#### [Input]
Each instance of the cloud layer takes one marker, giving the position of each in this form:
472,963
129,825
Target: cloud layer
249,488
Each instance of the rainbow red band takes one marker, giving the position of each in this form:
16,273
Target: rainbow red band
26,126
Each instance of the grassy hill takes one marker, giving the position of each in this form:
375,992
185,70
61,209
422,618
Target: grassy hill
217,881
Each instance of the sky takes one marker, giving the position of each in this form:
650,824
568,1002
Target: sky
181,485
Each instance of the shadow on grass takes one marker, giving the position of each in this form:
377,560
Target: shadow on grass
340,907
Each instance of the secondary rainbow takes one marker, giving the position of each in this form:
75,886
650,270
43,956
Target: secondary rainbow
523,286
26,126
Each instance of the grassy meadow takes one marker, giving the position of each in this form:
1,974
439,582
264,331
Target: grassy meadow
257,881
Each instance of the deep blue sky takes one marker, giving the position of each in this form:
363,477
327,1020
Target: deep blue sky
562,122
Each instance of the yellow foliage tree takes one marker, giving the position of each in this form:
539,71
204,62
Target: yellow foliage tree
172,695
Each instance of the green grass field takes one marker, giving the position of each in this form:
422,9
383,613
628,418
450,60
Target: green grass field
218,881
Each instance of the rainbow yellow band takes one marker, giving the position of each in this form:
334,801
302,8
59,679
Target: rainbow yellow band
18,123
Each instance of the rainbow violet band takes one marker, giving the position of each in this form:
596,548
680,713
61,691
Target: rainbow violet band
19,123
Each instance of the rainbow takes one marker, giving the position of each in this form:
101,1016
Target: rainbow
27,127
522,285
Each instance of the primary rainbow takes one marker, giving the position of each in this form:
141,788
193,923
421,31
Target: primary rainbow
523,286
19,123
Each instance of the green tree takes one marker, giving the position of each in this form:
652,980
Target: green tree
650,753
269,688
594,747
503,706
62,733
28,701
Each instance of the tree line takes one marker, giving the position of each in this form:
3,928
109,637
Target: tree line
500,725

#### [Written request]
Output everything from the line containing "Each instance of the rainbow red" down to the last line above as a Markdown table with the columns Row and Line text, numbering each row and leaving out blank lines.

#### [Reply to the task]
| Row | Line text |
|---|---|
| 1 | Each instance of the rainbow red band takes one marker, giving the position of each in this form: |
| 2 | 16,273 |
| 3 | Target: rainbow red band |
| 4 | 26,126 |
| 5 | Each instance of the grassy hill takes one marker, giving the position of each in this form: |
| 6 | 375,992 |
| 7 | 185,70 |
| 8 | 61,209 |
| 9 | 422,618 |
| 10 | Target: grassy hill |
| 11 | 217,881 |
| 12 | Each instance of the sky takes one marker, giving the position of each in this form: |
| 13 | 650,824 |
| 14 | 568,1002 |
| 15 | Target: sky |
| 16 | 181,485 |
| 17 | Each instance of the shadow on grass takes one marker, giving the position of each in this form: |
| 18 | 377,560 |
| 19 | Target: shadow on grass |
| 20 | 340,907 |
| 21 | Each instance of the secondary rainbow takes one marker, giving the position of each in this form: |
| 22 | 75,886 |
| 23 | 650,270 |
| 24 | 43,956 |
| 25 | Target: secondary rainbow |
| 26 | 523,286 |
| 27 | 26,126 |
| 28 | Each instance of the grassy meadow takes one marker, giving the position of each in this form: |
| 29 | 1,974 |
| 30 | 439,582 |
| 31 | 264,331 |
| 32 | Target: grassy meadow |
| 33 | 257,881 |
| 34 | Each instance of the deep blue sky takes one marker, giving the position of each in this form: |
| 35 | 363,477 |
| 36 | 327,1020 |
| 37 | Target: deep blue sky |
| 38 | 562,122 |
| 39 | Each instance of the yellow foliage tree takes one marker, giving the position of each in this form: |
| 40 | 539,71 |
| 41 | 204,62 |
| 42 | Target: yellow foliage tree |
| 43 | 172,695 |
| 44 | Each instance of the green grass field takes one marker, giving the position of each in this form: |
| 45 | 422,9 |
| 46 | 383,613 |
| 47 | 628,418 |
| 48 | 450,60 |
| 49 | Target: green grass field |
| 50 | 218,881 |
| 51 | Each instance of the rainbow yellow band takes one marker, giving the position of each in this form: |
| 52 | 334,801 |
| 53 | 302,8 |
| 54 | 59,679 |
| 55 | Target: rainbow yellow band |
| 56 | 18,123 |
| 57 | Each instance of the rainbow violet band takes one marker, giving the position of each in this form: |
| 58 | 596,548 |
| 59 | 680,713 |
| 60 | 61,691 |
| 61 | Target: rainbow violet band |
| 62 | 19,123 |
| 63 | Each instance of the rainbow takes one marker, giving the position of each in this form: |
| 64 | 101,1016 |
| 65 | Target: rainbow |
| 66 | 27,127 |
| 67 | 522,285 |
| 68 | Each instance of the primary rainbow takes one marker, giving the position of each in this form: |
| 69 | 141,788 |
| 70 | 193,923 |
| 71 | 421,31 |
| 72 | Target: primary rainbow |
| 73 | 523,286 |
| 74 | 19,123 |
| 75 | Each instance of the green tree takes one marker, giving the position of each in this form: |
| 76 | 652,980 |
| 77 | Target: green tree |
| 78 | 650,753 |
| 79 | 269,688 |
| 80 | 594,747 |
| 81 | 503,706 |
| 82 | 62,733 |
| 83 | 28,701 |
| 84 | Each instance of the tree line takes one marker, giving the position of each in this form: |
| 85 | 3,928 |
| 86 | 109,637 |
| 87 | Target: tree line |
| 88 | 500,725 |